START Working data

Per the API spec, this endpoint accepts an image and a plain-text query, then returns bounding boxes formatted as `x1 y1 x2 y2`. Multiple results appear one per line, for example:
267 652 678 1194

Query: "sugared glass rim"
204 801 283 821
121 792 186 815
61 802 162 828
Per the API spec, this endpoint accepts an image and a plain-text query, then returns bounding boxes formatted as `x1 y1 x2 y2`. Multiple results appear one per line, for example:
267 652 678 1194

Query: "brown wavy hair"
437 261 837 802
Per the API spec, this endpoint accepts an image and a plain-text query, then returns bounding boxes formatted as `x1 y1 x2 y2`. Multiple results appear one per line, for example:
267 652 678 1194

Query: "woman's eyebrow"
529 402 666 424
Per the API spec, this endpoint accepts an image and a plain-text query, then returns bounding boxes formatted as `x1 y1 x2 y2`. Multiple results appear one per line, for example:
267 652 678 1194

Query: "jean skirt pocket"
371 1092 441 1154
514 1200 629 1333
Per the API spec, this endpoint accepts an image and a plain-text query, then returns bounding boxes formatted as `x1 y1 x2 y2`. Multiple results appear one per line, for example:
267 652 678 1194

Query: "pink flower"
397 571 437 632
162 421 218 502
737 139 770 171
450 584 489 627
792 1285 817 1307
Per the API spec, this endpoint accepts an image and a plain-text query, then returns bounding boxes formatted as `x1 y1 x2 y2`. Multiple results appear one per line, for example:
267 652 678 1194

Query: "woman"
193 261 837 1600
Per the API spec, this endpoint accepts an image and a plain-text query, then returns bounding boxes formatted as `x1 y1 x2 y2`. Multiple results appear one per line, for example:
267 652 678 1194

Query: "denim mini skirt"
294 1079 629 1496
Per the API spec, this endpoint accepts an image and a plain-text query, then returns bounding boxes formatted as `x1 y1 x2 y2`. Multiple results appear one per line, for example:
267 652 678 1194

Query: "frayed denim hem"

END Working data

The problem. Return the whole listing as it stands. Nothing may be altered.

Response area.
Per the API spec, this endpoint accepts an image and a plain-text query, then returns bounding boxes formatted as `x1 y1 x2 y2`. Multiple results appear one per line, for example:
267 652 678 1194

Query: "sugared glass rim"
204 801 283 821
121 792 186 815
61 802 162 828
Per the API spec, this endpoint accepts an image and a plain-text query, then returns bounding boxes formatted as `x1 y1 x2 y2`. Multiple results appear one per line, for example:
267 652 678 1194

Query: "brown wavy hair"
437 261 837 802
Per the API spec, this endpoint accepts an image and a plain-text query, then returns bounding boxes formatted as `x1 y1 x2 y2`. Multiple results appear one per line, for example:
267 652 678 1194

Query: "woman's eyebrow"
529 402 666 424
Per the API spec, this endpoint accepts an image and a plain-text query, then returns bounding boxes formatted as `x1 y1 x2 y2`. Multiple results appear one per line, for example:
267 652 678 1194

Query: "jean skirt pocket"
371 1092 441 1154
514 1200 629 1333
Per the API spec, this endpoint accepts an image and a plain-text query, then returns bounding boxes formatted as `x1 y1 x2 y2`. Multiple results appear one per line, for example:
267 652 678 1194

Query: "pink flower"
397 571 437 632
162 421 218 502
737 139 770 171
450 584 489 627
792 1285 817 1307
Per the API spec, this endpoint accepts an image and a plain-text query, then returns bounding boxes formatted as `x1 y1 x2 y2`. Multiple results appear one per line, for example:
267 652 678 1194

Query: "woman"
193 261 837 1600
Per the API spec, this endpoint accepts an image and a plain-text query, then returns bounding boxes formatted as `x1 y1 x2 y2`. Multiple results appear one per line, for example:
267 652 678 1194

Query: "denim mini skirt"
294 1079 629 1496
Per the API spec, this endpoint accepts an image and a plain-text query, then returns bounding boxes formatted as `x1 y1 x2 y2`. Multiple results appear one per line, for example:
267 652 678 1194

Query: "frayed denim hem"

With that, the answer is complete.